***** Records supplied *****

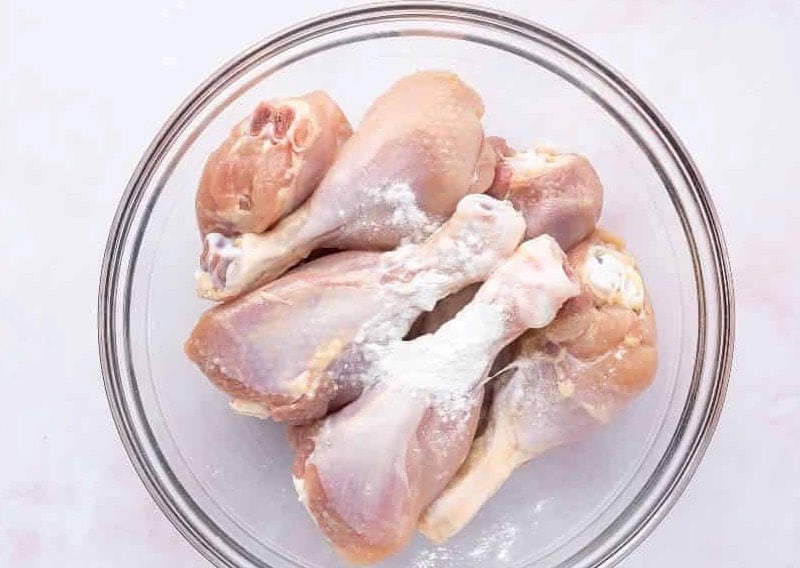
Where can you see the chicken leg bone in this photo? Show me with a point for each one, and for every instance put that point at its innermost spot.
(568, 379)
(279, 351)
(367, 472)
(418, 151)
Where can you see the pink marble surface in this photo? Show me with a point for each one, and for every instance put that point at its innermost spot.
(84, 86)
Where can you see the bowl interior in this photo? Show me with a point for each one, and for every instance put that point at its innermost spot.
(235, 471)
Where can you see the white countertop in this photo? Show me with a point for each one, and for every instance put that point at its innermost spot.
(85, 85)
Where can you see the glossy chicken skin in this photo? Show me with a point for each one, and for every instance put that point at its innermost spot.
(270, 163)
(282, 350)
(560, 194)
(569, 378)
(367, 472)
(419, 149)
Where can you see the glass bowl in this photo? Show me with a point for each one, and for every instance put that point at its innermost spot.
(224, 480)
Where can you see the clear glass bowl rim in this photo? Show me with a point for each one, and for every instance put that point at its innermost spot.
(644, 513)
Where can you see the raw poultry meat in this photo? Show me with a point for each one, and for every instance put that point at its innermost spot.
(419, 149)
(366, 472)
(560, 194)
(282, 350)
(270, 163)
(571, 377)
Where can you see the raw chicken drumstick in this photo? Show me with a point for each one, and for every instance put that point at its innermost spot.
(366, 472)
(418, 151)
(573, 376)
(279, 349)
(559, 194)
(270, 163)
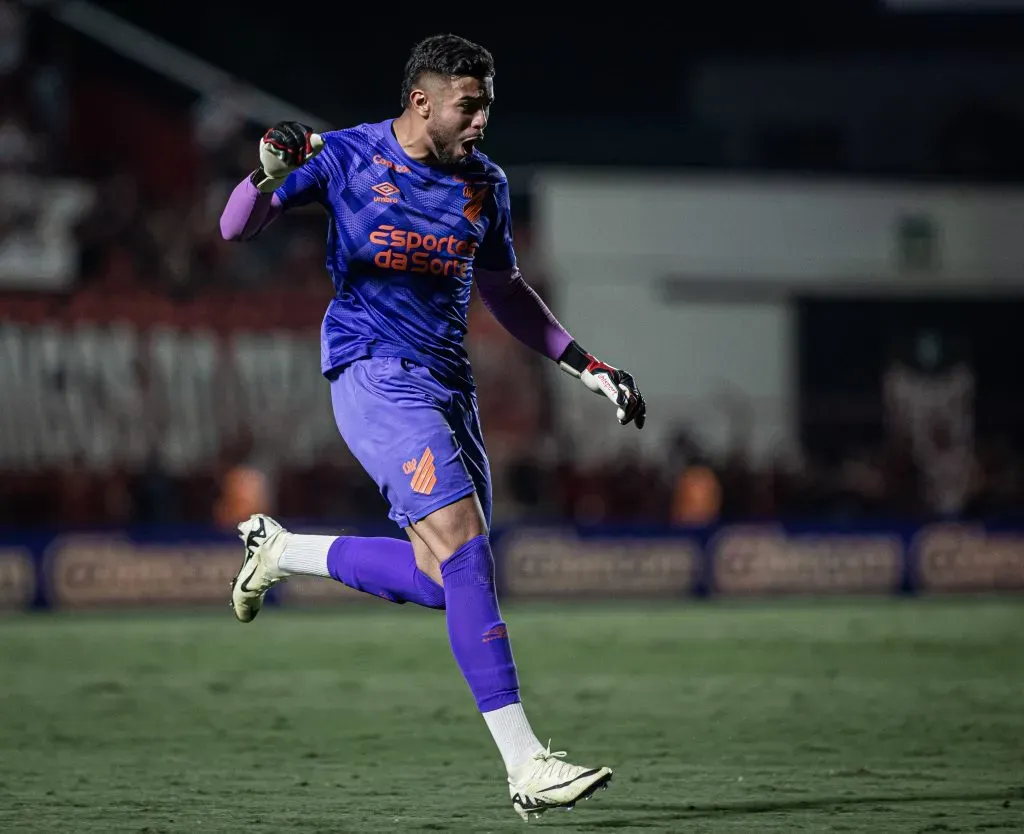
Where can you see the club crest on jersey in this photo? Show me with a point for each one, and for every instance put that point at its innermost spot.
(387, 193)
(396, 167)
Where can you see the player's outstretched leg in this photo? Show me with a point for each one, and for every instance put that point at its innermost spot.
(538, 779)
(382, 567)
(264, 540)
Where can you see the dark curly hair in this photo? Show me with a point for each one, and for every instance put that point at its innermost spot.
(446, 55)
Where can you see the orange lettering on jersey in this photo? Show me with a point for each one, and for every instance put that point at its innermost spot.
(475, 196)
(406, 250)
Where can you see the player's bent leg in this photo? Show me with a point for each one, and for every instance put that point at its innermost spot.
(264, 541)
(383, 567)
(539, 780)
(426, 561)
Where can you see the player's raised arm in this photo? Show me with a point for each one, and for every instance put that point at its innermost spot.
(254, 203)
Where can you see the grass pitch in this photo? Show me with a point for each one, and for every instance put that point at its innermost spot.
(835, 715)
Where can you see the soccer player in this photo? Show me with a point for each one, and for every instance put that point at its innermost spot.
(416, 213)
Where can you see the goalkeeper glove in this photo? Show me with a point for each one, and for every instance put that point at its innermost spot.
(614, 383)
(285, 148)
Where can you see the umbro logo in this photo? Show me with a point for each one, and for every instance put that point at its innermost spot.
(387, 193)
(258, 533)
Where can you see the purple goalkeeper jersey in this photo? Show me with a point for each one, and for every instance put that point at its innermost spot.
(402, 242)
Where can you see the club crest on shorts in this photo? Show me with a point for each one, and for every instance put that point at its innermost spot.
(424, 474)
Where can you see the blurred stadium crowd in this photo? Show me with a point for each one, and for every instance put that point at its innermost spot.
(150, 252)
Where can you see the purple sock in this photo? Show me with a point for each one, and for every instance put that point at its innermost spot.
(478, 636)
(385, 568)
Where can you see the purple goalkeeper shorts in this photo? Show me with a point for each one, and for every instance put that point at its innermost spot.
(419, 440)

*****

### Directive
Lay out every line of the listing above as a numbered list, skipping any blank lines and leaving out the pictures.

### Output for this task
1. Where can you see the chicken leg bone in this photo? Show me with a point for each one, and for every instance put that point at its innermost spot.
2. (568, 379)
3. (279, 351)
4. (367, 472)
5. (418, 151)
6. Where can you see the pink marble surface in this photo? Show me with a point for each one, and for every instance put that point at its innermost spot.
7. (84, 86)
8. Where can you see the bowl interior in this photo? Show me with a point for each one, and for every instance put that point at its innermost spot.
9. (235, 471)
10. Where can you see the white countertop in this photo? Show me with a point for each one, and for every instance put that point at its innermost spot.
11. (85, 85)
12. Where can you see the glossy chicken skin in this photo? Show me with a point for each one, and for every instance put that point at its innermost spot.
13. (270, 163)
14. (282, 350)
15. (560, 194)
16. (569, 378)
17. (367, 472)
18. (419, 149)
19. Where can you see the glass bowl in this photo? Show me with a point for each one, and for every instance put that point at its innermost spot.
20. (224, 480)
21. Where can you see the clear glass bowl rim in this photo? Show me with a point for each one, and for every instance put that point at its innermost spot.
22. (644, 513)
23. Where can you see the raw poultry meat in this photo? Show me with a point for each one, and for every instance put that point at its innermost spot.
24. (419, 149)
25. (366, 472)
26. (560, 194)
27. (282, 350)
28. (270, 163)
29. (571, 377)
30. Where can you see the raw chicken drumstick in this photo? Show me with a point for each one, and for every instance put that point at its innermost spot.
31. (366, 472)
32. (418, 151)
33. (573, 376)
34. (279, 349)
35. (559, 194)
36. (270, 163)
37. Where can you see the club crest on jersey in this photo? Show me with a point for each one, and for every instance put that point at its innermost spot.
38. (387, 193)
39. (396, 167)
40. Where can you see the player's outstretched leg in this photo? Show me with a point for each one, and for every instance put that point at its innermost spot.
41. (538, 779)
42. (382, 567)
43. (264, 540)
44. Where can you see the dark curly hair in this photo? Show me with a point for each one, and for every instance put that point at its innermost spot.
45. (446, 55)
46. Where can you see the orange lettering on jersey in this photo? Show me with a point for each one, and for every instance put that point at its innermost spot.
47. (475, 196)
48. (406, 250)
49. Where can you see the player's bent leg in this photo? Show me with a point for each one, and for every instance put that point at its innermost spot.
50. (264, 541)
51. (383, 567)
52. (539, 780)
53. (426, 561)
54. Where can you see the player's raised arm in this photo? Show me with a point for each one, and for every instance put that point at its innermost spot.
55. (254, 203)
56. Where can you see the grass pitch in this photo? Show me with a point for each one, and for every instance put that point at its innermost spot.
57. (835, 715)
58. Where can you see the soccer player in this photo? Show me with a point for each one, and for every instance put that point at its innermost spot.
59. (416, 213)
60. Where can you see the goalkeeper glove in this photo? Show me with a point for each one, and for every instance put that point at its innermost spot.
61. (614, 383)
62. (285, 148)
63. Where can you see the umbro logo in this photo? Show me with a point for each one, and for every instance put that point at its innermost spot.
64. (387, 193)
65. (258, 533)
66. Where can you see the purple goalkeeper jersey in this photo? Show me with a point for each one, and for every instance put that point at its innermost spot.
67. (402, 242)
68. Where can you see the club crest on shorts in this photo? Show me with a point for each one, and for every instance put that point at its innermost spot.
69. (424, 474)
70. Where can you see the blurred stadium crowd in this photo? Show me with a point for each one, and for every instance put that point at its innermost spot.
71. (150, 252)
72. Where can you see the purple sock in this photo? Show me with a point for each one, and for every instance put that point at its innermost spot.
73. (478, 636)
74. (385, 568)
75. Where can you see the purple goalkeeper shorts in this photo? Show me with a point for each one, and for every instance put that point at its innermost spot.
76. (419, 440)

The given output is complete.